* start DATA SECTION *
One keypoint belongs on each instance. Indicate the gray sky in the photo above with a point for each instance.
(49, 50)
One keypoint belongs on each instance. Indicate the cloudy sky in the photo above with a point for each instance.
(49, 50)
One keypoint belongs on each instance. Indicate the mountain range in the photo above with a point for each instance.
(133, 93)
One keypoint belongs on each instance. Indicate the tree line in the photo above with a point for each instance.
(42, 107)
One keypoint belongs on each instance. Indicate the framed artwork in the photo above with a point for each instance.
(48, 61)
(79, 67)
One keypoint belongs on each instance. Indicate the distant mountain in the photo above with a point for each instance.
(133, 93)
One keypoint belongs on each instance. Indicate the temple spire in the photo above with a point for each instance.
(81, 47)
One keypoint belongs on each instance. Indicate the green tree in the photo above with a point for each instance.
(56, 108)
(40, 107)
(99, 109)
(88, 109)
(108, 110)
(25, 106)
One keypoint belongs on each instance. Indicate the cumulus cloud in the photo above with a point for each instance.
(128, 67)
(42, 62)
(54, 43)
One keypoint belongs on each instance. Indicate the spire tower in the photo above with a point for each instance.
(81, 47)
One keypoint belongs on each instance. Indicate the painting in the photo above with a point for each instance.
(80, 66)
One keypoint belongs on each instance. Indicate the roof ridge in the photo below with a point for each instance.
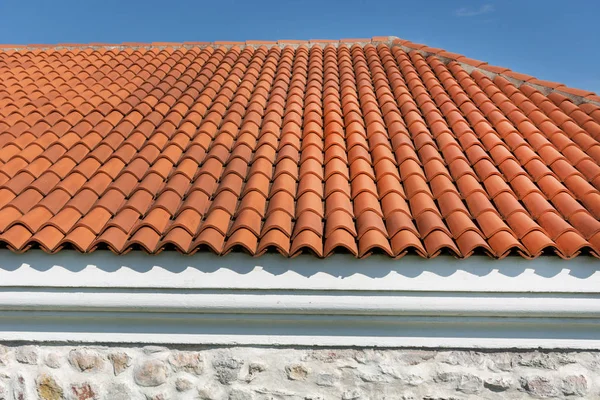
* end DATA SECTION *
STATED TASK =>
Copy out every line of the items above, requests and all, shifting each point coordinate in the answers up by 143. Omit the pictures.

REPLY TO THE TASK =>
One keypoint belongs on each instance. Indicate the gray sky in the photo above with a point for each instance.
(192, 193)
One keypoint belongs on each instance. Indicate the cloudy sky in the photo above with a point for each instance.
(192, 193)
One keypoint belongs on each instance. Indicate the mountain range in the photo above with a point for each instance.
(276, 236)
One keypoint belongs on each instance. Indicate the tree line in the photo above with a point for each instance.
(185, 250)
One keypoint belongs on each instance. Indicate the framed artwork in the photo above with a point for each instance.
(191, 204)
(222, 210)
One keypoint belongs on each instance. Indicate the distant mountain in the photo above with a point for each instance.
(276, 236)
One keypoint belongs on each instance. Indicate the temple spire in the photo above with a point for each instance.
(224, 190)
One keypoint belongs on each instance. Indicate the green tree in the photo above with a point for each instance.
(199, 251)
(183, 250)
(242, 252)
(231, 252)
(251, 253)
(168, 249)
One keypoint belongs on each instance. Indicate the cumulus cloud in the photo above with a point for each instance.
(271, 210)
(185, 205)
(197, 186)
One keypoint belongs on each instance. Indicate the spire tower in the photo above with a point for each instance.
(224, 190)
One keypoint belongs on each instance. Indicate the painting in the photo above with a point for each instance.
(223, 209)
One keypoint belongs on each instance. Indicate the roof ridge in the photo below with a point for each instance.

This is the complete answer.